Your instructions:
Rewrite every item below, replacing each "photo" with "image" and leaving all other text unchanged. Omit the pictures from your answer.

Entries:
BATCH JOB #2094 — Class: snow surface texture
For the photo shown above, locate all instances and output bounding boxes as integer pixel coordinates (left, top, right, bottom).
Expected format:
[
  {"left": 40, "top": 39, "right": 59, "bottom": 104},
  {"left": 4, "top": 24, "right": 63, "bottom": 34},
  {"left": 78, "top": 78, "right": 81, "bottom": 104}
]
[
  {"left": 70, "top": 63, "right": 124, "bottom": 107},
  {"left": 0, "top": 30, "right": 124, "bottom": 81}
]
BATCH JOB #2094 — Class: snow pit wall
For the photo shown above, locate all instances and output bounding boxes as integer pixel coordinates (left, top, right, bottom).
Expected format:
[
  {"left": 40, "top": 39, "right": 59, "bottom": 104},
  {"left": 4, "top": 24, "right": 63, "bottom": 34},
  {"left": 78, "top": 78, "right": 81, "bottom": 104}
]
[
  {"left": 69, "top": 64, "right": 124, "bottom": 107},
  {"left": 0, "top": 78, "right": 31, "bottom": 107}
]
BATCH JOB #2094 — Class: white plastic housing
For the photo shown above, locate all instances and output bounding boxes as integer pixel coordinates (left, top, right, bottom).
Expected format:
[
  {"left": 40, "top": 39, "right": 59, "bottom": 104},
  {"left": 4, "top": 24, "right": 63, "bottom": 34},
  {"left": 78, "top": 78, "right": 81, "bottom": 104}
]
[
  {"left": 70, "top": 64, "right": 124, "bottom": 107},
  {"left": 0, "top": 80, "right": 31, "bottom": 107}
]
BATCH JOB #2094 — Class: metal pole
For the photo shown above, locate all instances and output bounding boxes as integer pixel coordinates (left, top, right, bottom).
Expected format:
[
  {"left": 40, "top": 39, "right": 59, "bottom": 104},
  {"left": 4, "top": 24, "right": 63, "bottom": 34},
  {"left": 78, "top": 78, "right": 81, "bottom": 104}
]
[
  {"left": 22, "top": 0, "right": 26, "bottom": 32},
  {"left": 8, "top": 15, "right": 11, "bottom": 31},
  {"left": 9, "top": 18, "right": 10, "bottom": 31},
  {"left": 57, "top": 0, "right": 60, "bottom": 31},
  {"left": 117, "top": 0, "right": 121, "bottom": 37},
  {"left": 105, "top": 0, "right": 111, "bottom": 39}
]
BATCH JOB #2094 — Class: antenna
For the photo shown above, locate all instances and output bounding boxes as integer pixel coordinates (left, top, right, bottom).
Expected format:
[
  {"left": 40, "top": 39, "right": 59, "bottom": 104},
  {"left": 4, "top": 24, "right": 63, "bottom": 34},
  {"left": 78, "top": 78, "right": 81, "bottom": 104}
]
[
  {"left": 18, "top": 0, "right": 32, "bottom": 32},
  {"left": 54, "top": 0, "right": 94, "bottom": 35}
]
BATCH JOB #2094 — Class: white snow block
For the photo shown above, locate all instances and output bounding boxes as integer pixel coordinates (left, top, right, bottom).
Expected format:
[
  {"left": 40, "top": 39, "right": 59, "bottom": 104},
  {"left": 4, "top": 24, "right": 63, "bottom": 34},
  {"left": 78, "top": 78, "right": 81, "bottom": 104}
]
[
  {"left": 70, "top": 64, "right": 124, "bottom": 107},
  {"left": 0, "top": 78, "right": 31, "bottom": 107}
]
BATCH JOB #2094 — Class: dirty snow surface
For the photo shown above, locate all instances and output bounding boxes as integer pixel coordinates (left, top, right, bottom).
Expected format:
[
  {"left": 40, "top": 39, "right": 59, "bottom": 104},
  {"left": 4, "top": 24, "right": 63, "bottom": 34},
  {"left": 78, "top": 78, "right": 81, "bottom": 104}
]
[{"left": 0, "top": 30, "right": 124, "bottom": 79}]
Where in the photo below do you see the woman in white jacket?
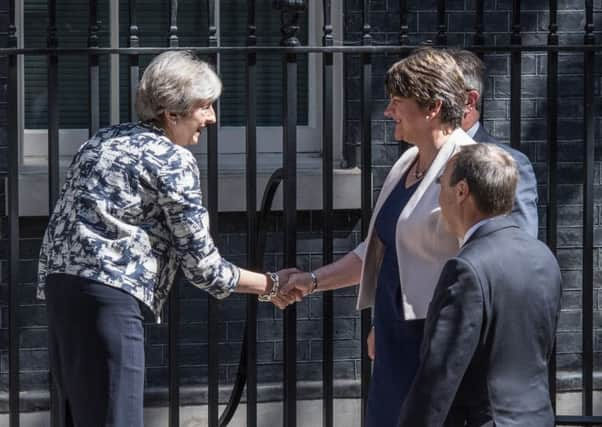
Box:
[283,48,474,427]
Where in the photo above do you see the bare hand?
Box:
[280,272,313,301]
[366,326,376,360]
[272,268,301,310]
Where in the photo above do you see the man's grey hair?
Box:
[448,49,486,108]
[449,144,518,216]
[136,51,222,121]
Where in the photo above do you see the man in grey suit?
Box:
[400,144,561,427]
[449,49,538,237]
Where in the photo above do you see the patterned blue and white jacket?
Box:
[38,123,240,317]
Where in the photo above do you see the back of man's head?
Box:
[450,144,518,217]
[449,49,485,103]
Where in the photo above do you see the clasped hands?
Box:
[264,268,314,310]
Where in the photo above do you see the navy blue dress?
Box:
[366,175,424,427]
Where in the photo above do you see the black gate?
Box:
[0,0,602,427]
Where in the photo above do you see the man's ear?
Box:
[456,180,470,203]
[466,89,481,112]
[427,99,443,119]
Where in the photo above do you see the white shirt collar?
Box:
[466,120,481,138]
[459,215,502,247]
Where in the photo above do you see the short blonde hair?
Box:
[385,47,466,128]
[136,51,222,121]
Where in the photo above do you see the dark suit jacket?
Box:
[472,124,539,237]
[400,217,561,427]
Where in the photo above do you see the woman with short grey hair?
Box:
[38,51,294,427]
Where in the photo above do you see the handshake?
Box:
[259,268,318,310]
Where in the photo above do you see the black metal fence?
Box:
[0,0,602,427]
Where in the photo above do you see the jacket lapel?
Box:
[401,128,474,218]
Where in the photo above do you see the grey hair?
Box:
[136,51,222,121]
[449,144,518,216]
[448,49,486,109]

Answer:
BATCH JOB #2094 — Class: snow surface texture
For the image shown above, locate all instances and output bounding boxes as integer pixel coordinates (left, top, right, bottom).
Expected format:
[
  {"left": 40, "top": 39, "right": 59, "bottom": 104},
  {"left": 4, "top": 24, "right": 63, "bottom": 34},
  {"left": 78, "top": 78, "right": 81, "bottom": 104}
]
[
  {"left": 70, "top": 63, "right": 124, "bottom": 107},
  {"left": 0, "top": 30, "right": 124, "bottom": 81}
]
BATCH JOB #2094 — Class: snow pit wall
For the image shown above, locate all instances and output bounding boxes as integer pixel coordinates (left, top, right, bottom).
Expected format:
[
  {"left": 40, "top": 39, "right": 59, "bottom": 104},
  {"left": 4, "top": 24, "right": 63, "bottom": 34},
  {"left": 78, "top": 78, "right": 81, "bottom": 104}
]
[
  {"left": 69, "top": 64, "right": 124, "bottom": 107},
  {"left": 0, "top": 78, "right": 31, "bottom": 107}
]
BATCH JOB #2094 — Class: white plastic housing
For the image shown above, locate all instances and output bounding boxes as integer pixel coordinates (left, top, right, bottom).
Expected format:
[
  {"left": 40, "top": 39, "right": 59, "bottom": 104},
  {"left": 4, "top": 24, "right": 63, "bottom": 34},
  {"left": 78, "top": 78, "right": 81, "bottom": 104}
]
[
  {"left": 70, "top": 64, "right": 124, "bottom": 107},
  {"left": 0, "top": 80, "right": 31, "bottom": 107}
]
BATCH JOB #2094 — Class: metal pole
For the image shown above, locate all instances and output bounding boxes as integer pixel coordinates (left, top, right, bottom).
Expected format:
[
  {"left": 40, "top": 39, "right": 59, "bottom": 104},
  {"left": 4, "top": 24, "right": 63, "bottom": 34},
  {"left": 78, "top": 78, "right": 81, "bottom": 104}
]
[
  {"left": 22, "top": 0, "right": 26, "bottom": 32},
  {"left": 8, "top": 15, "right": 11, "bottom": 31},
  {"left": 9, "top": 18, "right": 10, "bottom": 31},
  {"left": 57, "top": 0, "right": 60, "bottom": 31},
  {"left": 117, "top": 0, "right": 121, "bottom": 37},
  {"left": 105, "top": 0, "right": 111, "bottom": 39}
]
BATCH JOB #2094 — Class: antenna
For the image shown above, locate all instances and output bounding boxes as integer pixel coordinates (left, top, right, bottom).
Expected format:
[
  {"left": 40, "top": 39, "right": 59, "bottom": 104},
  {"left": 4, "top": 24, "right": 63, "bottom": 34},
  {"left": 78, "top": 78, "right": 81, "bottom": 104}
]
[
  {"left": 18, "top": 0, "right": 32, "bottom": 32},
  {"left": 54, "top": 0, "right": 94, "bottom": 35}
]
BATCH JOB #2094 — Class: white snow block
For the image shown above, locate all instances and output bounding boxes as integer pixel coordinates (left, top, right, bottom).
Expected format:
[
  {"left": 40, "top": 39, "right": 59, "bottom": 104},
  {"left": 4, "top": 24, "right": 63, "bottom": 34},
  {"left": 78, "top": 78, "right": 81, "bottom": 104}
]
[
  {"left": 70, "top": 64, "right": 124, "bottom": 107},
  {"left": 0, "top": 78, "right": 31, "bottom": 107}
]
BATCH JOB #2094 — Class: dirty snow surface
For the image shown above, locate all instances and output bounding boxes as integer pixel coordinates (left, top, right, bottom).
Expected format:
[
  {"left": 40, "top": 39, "right": 59, "bottom": 104},
  {"left": 4, "top": 24, "right": 63, "bottom": 34},
  {"left": 78, "top": 78, "right": 81, "bottom": 104}
]
[{"left": 0, "top": 30, "right": 124, "bottom": 79}]
Where in the image below do you see the woman in white jacket?
Box:
[283,48,474,427]
Where in the image above do you see the bare hand?
Box:
[280,272,313,301]
[366,326,376,360]
[272,268,301,310]
Where in the image above do you see the man's grey hair?
Box:
[448,49,486,108]
[449,144,518,216]
[136,51,222,121]
Where in the image above do you see the man in grey suit?
Box:
[400,144,561,427]
[449,49,538,237]
Where in the image above do you see the patterned blue and white jacket?
Box:
[38,123,240,317]
Where in the image above do you see the back of man's head?
Box:
[450,144,518,217]
[449,49,485,103]
Where in the image above do you see the clasped hands?
Box:
[264,268,314,310]
Where in the image above do you see the navy blue dress?
Box:
[366,175,424,427]
Where in the image above do you see the black gate?
Box:
[0,0,602,427]
Where in the image above do you see the man's ear?
Box:
[456,180,470,203]
[466,89,481,112]
[427,99,443,119]
Where in the image above do you see the white shirt collar?
Box:
[466,120,481,138]
[459,215,502,247]
Where in the image above do you see the short blonde hair?
Box:
[385,47,466,128]
[136,51,222,121]
Where in the image above do you see the dark suit jacket?
Box:
[472,124,539,237]
[400,217,561,427]
Where in the image above do you see the woman with short grey hair?
Box:
[38,51,294,427]
Where in the image above do you see the handshake?
Box:
[259,268,318,310]
Where in the image above do you see the black metal fence?
Box:
[0,0,602,427]
Where in the image above do you see the jacket lapel?
Box:
[401,128,474,218]
Where in the image above do you see the grey hair?
Box:
[136,51,222,121]
[449,144,518,216]
[448,49,486,109]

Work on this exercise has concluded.